Getoonde tekst:
####

On the road

De valiezen en reistassen worden in de koffer gepuzzeld. We zijn voor de gelegenheid voorzien van kauwgom in de auto, vochtige doekjes, flesjes water. Mapjes met uitgeprinte wegbeschrijvingen, tickets, adressen en andere gegevens liggen op m’n schoot. Aan mijn stoel hangt een provisoire  vuilbak en een vakje voor reismedicatie. Aan de stoel van m’n man een zelfgemaakte auto organizer vol verrassingen voor onze zoon. De voorpret die ik daarmee heb gehad, kan je hier lezen. De gps is ingesteld. De radio staat aan. De rugzakjes staan dichtbij en het humeur is top. Wij zijn er klaar voor! Onze eerste roadtrip naar Denemarken. Daar gaan we…

Dag parel der Raststätte,

Naar het schijnt. Het zou een werkelijk kinderparadijs zijn. Met touwenparcours in de bomen, een kinderboerderij, heerlijk eten, zelfs gocarts. Een ideale stop waar we graag wat voor omrijden, zodat die beentjes gestrekt kunnen worden in niet de eerste de beste halte maar de “parel” onder de Raststätte, zoals beschreven stond in een review.

####

Aangeleverd materiaal:
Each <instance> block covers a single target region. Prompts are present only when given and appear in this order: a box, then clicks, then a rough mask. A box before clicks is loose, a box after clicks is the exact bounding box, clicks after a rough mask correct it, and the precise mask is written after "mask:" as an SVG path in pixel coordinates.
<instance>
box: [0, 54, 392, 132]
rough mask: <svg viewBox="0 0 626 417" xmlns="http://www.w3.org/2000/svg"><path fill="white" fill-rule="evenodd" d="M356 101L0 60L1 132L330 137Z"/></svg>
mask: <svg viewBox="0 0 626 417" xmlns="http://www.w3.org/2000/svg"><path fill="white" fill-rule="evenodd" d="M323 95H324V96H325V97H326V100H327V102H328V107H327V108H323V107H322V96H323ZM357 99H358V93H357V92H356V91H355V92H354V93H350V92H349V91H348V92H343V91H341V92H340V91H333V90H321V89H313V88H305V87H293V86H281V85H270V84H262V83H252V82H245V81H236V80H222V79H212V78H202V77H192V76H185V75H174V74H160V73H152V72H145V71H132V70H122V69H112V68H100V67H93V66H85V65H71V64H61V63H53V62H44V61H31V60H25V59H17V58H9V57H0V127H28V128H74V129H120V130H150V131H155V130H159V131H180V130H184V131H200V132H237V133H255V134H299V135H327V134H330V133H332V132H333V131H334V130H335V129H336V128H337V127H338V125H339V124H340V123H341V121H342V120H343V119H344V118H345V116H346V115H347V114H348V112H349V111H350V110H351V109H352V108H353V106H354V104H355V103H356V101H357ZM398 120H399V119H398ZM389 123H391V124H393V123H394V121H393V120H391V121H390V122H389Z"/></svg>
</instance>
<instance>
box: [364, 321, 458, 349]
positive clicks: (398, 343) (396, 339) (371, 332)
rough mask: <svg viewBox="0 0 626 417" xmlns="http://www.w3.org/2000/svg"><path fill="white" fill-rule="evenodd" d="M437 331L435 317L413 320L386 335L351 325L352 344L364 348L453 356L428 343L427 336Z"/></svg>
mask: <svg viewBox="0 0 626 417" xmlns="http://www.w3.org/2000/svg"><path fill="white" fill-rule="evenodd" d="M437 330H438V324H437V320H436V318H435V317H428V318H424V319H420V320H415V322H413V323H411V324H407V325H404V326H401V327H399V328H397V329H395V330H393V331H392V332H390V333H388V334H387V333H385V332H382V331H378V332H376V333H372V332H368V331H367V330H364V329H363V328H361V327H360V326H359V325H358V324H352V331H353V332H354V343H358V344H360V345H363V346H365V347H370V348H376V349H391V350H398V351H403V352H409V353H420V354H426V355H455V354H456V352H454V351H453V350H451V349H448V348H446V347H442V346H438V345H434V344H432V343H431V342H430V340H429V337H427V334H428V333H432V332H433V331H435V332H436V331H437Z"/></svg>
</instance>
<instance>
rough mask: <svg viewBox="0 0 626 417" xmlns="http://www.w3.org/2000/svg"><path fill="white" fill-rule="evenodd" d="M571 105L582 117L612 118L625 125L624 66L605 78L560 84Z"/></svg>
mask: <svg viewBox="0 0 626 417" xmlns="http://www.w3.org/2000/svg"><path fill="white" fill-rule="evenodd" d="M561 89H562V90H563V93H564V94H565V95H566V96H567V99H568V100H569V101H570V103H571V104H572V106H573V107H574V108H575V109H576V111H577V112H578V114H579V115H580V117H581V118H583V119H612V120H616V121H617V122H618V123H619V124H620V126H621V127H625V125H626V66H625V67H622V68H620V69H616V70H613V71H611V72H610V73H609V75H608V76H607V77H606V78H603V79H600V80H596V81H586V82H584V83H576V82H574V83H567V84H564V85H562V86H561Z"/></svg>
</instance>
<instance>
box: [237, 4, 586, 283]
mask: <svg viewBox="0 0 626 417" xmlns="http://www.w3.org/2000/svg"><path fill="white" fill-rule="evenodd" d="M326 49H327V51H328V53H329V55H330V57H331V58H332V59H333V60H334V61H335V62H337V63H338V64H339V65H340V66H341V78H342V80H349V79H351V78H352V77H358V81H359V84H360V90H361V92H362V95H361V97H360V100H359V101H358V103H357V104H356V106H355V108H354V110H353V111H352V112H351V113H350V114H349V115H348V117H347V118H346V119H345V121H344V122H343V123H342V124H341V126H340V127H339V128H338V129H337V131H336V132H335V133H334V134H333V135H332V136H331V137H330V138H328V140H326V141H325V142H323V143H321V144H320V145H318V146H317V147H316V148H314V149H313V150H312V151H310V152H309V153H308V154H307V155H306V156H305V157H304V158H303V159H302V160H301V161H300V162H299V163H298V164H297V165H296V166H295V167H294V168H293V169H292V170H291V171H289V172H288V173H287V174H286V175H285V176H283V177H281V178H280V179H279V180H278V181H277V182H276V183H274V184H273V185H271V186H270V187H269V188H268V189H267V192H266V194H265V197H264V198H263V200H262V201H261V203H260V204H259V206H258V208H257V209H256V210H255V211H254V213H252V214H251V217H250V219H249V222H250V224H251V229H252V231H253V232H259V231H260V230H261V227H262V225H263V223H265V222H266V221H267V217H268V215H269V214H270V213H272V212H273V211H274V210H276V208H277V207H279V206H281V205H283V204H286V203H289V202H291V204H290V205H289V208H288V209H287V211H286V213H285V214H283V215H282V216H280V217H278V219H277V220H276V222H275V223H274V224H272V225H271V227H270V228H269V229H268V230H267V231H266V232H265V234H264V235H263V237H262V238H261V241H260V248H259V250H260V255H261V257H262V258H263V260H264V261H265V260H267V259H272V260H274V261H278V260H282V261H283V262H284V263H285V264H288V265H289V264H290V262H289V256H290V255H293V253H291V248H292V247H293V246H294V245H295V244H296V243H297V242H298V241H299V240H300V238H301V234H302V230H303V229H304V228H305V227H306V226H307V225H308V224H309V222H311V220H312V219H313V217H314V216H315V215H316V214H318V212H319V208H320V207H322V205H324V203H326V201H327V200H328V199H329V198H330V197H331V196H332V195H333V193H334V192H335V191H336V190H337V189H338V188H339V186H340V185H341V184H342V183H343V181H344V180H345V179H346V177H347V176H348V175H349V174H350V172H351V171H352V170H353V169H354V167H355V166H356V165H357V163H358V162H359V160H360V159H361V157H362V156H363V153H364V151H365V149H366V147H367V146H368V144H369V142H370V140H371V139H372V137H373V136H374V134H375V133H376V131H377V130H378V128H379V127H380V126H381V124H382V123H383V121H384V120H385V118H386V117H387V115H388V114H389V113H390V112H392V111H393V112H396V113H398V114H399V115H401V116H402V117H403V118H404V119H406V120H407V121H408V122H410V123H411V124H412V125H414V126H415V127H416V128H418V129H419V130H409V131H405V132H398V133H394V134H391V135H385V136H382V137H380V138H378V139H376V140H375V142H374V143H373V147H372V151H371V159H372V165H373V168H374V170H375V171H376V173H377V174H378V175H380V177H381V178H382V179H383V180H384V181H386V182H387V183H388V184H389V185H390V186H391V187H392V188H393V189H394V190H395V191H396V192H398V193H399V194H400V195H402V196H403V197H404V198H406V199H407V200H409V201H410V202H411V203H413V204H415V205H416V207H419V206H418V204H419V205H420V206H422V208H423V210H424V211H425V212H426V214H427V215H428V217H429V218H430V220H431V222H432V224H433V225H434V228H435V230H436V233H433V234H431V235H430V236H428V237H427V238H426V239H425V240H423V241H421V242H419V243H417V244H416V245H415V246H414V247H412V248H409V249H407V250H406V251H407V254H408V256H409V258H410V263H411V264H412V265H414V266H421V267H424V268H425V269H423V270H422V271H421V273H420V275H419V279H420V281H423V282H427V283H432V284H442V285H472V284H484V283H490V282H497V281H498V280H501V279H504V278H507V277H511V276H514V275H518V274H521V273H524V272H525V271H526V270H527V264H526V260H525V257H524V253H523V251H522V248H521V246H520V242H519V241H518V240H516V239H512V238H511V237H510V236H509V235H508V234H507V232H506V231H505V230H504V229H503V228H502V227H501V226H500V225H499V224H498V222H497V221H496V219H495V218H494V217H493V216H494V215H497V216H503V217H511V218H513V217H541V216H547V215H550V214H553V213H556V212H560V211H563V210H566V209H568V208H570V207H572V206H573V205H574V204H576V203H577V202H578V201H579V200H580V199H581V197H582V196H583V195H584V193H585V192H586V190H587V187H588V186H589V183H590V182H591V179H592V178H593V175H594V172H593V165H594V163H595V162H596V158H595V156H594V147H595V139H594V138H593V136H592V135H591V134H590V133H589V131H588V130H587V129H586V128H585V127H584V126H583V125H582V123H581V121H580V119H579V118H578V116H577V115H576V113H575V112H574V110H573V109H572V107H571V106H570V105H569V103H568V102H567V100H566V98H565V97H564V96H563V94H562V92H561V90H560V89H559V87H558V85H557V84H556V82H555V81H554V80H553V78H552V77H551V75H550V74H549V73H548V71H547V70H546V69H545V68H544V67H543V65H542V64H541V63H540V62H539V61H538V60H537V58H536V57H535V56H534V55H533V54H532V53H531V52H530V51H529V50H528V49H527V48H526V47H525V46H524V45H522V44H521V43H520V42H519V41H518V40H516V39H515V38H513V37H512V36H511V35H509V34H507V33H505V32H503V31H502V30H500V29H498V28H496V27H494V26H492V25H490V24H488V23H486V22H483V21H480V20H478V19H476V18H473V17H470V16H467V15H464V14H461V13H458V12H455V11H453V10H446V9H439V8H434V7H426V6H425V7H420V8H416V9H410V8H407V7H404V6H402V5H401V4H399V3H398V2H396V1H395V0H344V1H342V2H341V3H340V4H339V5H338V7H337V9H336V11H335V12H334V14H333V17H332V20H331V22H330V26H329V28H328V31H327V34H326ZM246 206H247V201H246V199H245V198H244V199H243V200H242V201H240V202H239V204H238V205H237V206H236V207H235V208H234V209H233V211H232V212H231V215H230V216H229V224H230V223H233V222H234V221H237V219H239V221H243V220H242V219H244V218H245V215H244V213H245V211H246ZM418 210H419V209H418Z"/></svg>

####

Controleer je begrip:
[a] Schrijf uit de tekst over de roadtrip letterlijk het stuk over dat begint bij "Dag parel der" en doorloopt tot en met "in een review.".
[b] Beantwoord deze vragen over de tekst over de roadtrip:
(i) Naar welk land gaat de eerste roadtrip?
(ii) Wat hangt er aan de stoel van de man?
(iii) Waar stond beschreven dat deze Raststätte de "parel" is?
[c] Som alles op wat de Raststätte volgens de tekst over de roadtrip te bieden zou hebben.

Antwoorden per opdracht:
[a]
Dag parel der Raststätte,

Naar het schijnt. Het zou een werkelijk kinderparadijs zijn. Met touwenparcours in de bomen, een kinderboerderij, heerlijk eten, zelfs gocarts. Een ideale stop waar we graag wat voor omrijden, zodat die beentjes gestrekt kunnen worden in niet de eerste de beste halte maar de “parel” onder de Raststätte, zoals beschreven stond in een review.

[b]
(i) Naar Denemarken.
(ii) Een zelfgemaakte auto organizer vol verrassingen voor de zoon.
(iii) In een review.

[c]
- een touwenparcours in de bomen
- een kinderboerderij
- heerlijk eten
- gocarts